TEXTE ÉTUDIÉ ->
Il peut recevoir et publier les accusations de toute espèce contre toutes personnes, quelque rang qu'elles occupent, et même contre tous les tribunaux inférieurs. Il peut juger et condamner à l'infamie, non-seulement des particuliers, mais des corps entiers, après les avoir entendus, ou sans les entendre, comme il le juge à propos.

En faveur et au profit de quelles
Personnes ce Tribunal est
établi

Il est établi en faveur d'environ un citoyen sur cinq cents, parce que grace à son éducation, ou à l'habitude de griffonner, il a acquis un style assez correct et le moyen de faire des phrases assez bien tournées, pour supporter l'impression; ou bien parce qu'il possède une presse et quelques caractères. Cette cinq centième partie des citoyens a le privilège d'accuser et de calomnier à son gré les autres quatre cent dix-neuf parties; ou elle peut vendre sa plume et sa presse à d'autres pour le même objet.

Usages de ce Tribunal

Il ne suit aucun des règlemens des tribunaux ordinaires. Celui qui est accusé devant lui n'obtient point un grand jury, pour juger s'il y a lieu à accusation avant qu'elle soit rendue publique. On ne lui fait pas même connoître le nom de son accusateur, ni on ne lui accorde l'avantage d'être confronté avec les témoins qui ont déposé contre lui, car ils se tiennent dans les ténèbres, comme ceux du tribunal de l'inquisition d'Espagne.

Il n'a pas non plus un petit jury, formé de ses pairs, pour examiner les crimes qu'on lui impute. L'instruction du procès est quelquefois si rapide, qu'un bon et honnête citoyen peut tout-à-coup, et lorsqu'il s'y attend le moins, se voir accuser, et dans la même matinée être jugé, condamné, et entendre prononcer l'arrêt qui le déclare un coquin et un scélérat.

LIGNES DE DONNÉES ->
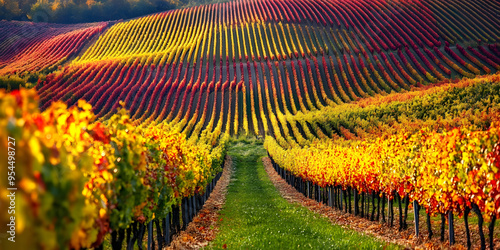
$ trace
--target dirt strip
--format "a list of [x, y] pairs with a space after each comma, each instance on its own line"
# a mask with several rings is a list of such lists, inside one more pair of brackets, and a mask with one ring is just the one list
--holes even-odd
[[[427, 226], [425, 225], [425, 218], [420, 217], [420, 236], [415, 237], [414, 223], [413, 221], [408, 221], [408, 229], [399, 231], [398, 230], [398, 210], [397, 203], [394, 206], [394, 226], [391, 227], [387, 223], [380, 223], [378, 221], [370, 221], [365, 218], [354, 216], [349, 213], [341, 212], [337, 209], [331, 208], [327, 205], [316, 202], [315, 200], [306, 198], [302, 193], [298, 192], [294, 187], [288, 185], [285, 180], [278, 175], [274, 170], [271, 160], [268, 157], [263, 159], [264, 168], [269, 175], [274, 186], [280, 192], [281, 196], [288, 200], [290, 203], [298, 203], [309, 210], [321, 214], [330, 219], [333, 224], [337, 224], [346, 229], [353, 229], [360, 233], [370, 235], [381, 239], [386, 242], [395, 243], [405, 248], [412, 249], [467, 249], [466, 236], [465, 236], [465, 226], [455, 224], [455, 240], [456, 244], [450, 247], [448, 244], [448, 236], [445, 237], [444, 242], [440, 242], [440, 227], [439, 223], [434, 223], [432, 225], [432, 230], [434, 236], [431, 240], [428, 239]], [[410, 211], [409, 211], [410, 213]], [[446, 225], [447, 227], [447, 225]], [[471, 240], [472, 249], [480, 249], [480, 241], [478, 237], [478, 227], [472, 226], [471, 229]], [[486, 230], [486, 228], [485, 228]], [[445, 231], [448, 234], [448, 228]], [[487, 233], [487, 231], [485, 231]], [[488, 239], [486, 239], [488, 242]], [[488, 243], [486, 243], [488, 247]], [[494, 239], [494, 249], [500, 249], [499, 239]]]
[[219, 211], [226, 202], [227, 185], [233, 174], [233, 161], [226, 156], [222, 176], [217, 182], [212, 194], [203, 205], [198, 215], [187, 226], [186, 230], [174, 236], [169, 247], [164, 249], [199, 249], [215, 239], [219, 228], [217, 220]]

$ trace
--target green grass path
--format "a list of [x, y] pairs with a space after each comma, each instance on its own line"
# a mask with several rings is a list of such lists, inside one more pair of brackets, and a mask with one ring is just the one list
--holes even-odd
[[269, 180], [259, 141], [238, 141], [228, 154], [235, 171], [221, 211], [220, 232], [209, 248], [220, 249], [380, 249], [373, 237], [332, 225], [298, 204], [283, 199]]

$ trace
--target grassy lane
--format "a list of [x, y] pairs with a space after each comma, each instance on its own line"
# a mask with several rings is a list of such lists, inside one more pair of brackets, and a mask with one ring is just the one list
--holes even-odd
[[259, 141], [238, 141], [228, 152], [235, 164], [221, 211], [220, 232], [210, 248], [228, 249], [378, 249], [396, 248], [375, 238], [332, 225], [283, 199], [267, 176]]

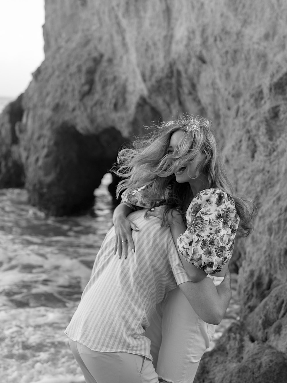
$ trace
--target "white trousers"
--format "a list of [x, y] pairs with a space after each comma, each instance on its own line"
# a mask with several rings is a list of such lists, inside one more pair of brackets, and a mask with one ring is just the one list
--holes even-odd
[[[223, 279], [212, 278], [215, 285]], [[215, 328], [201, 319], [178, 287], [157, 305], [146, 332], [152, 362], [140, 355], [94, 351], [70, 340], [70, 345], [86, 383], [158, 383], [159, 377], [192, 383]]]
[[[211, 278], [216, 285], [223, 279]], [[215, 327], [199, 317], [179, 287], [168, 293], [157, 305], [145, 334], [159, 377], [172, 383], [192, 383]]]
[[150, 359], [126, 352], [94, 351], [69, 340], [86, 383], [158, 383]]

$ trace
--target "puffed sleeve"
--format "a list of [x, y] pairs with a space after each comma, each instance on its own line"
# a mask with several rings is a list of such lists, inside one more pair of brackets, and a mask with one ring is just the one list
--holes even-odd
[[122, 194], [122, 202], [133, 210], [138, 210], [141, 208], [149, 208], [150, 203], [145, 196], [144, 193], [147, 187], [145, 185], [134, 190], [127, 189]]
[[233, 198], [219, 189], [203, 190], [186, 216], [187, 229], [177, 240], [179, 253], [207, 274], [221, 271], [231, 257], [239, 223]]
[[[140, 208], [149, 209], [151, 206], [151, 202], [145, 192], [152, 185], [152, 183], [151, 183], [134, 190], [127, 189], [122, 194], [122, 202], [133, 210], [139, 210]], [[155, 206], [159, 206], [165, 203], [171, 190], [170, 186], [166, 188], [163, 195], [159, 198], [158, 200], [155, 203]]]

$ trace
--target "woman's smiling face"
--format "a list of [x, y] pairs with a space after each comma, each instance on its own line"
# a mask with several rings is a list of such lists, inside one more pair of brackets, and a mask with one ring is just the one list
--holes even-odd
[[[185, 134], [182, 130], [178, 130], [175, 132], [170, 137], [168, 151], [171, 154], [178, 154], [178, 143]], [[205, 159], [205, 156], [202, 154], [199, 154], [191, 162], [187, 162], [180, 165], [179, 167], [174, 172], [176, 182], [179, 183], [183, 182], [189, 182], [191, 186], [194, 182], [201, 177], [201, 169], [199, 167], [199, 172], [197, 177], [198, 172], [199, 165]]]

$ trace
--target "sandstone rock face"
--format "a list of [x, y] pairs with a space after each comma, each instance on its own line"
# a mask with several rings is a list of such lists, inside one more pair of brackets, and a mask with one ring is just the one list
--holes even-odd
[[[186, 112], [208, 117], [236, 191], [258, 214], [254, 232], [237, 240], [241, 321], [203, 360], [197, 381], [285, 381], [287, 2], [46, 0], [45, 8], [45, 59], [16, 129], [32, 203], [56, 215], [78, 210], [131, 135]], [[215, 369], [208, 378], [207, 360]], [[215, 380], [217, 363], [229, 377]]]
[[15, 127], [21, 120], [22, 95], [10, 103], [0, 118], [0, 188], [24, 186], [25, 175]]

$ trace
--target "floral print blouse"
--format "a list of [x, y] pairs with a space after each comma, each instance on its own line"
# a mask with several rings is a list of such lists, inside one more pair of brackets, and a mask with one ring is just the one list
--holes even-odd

TRAVAIL À FAIRE ->
1. D'après le texte étudié, quelles garanties des tribunaux ordinaires la personne accusée devant ce tribunal n'obtient-elle pas ? Énumérez-les toutes.
2. Rédigez la suite du texte étudié dans le même style, en reprenant après sa dernière phrase.
Les enregistrements ne servent pas pour ce travail.

LISTE DES RÉPONSES ->
1.
- Un grand jury, pour juger s'il y a lieu à accusation avant qu'elle soit rendue publique
- La connaissance du nom de son accusateur
- L'avantage d'être confrontée avec les témoins qui ont déposé contre elle
- Un petit jury, formé de ses pairs, pour examiner les crimes qu'on lui impute

2.
Cependant, si un membre de ce tribunal reçoit la plus légère réprimande, pour avoir abusé de sa place, il réclame aussitôt les droits que la constitution accorde à tout citoyen libre, et il demande à connoître son accusateur, à être confronté avec les témoins, et à être jugé loyalement par un jury composé de ses pairs.

Sur quoi est fondée l'Autorité
du Tribunal

Cette autorité est, dit-on, fondée sur un article de la constitution de l'état, qui établit la liberté de la presse, liberté pour laquelle tous les Pensylvaniens sont prêts à combattre et à mourir, quoique fort peu d'entr'eux aient, je crois, une idée distincte de sa nature et de son étendue. En vérité, elle ressemble tant soit peu à celle que les loix anglaises accordent aux criminels avant leur conviction; c'est-à-dire, à celle d'être forcés à mourir ou à être pendus.

Si par la liberté de la presse nous entendons simplement la liberté de discuter l'utilité des mesures du gouvernement et des opinions politiques, jouissons de cette liberté de la manière la plus étendue: mais si c'est au contraire, la liberté d'insulter, de calomnier, de diffamer, je déclare que dès que nos législateurs le jugeront à propos, je renoncerai volontiers à la part qui m'en revient; et que je consentirai de bon cœur à changer la liberté d'outrager les autres, pour le privilége de n'être point outragé moi-même.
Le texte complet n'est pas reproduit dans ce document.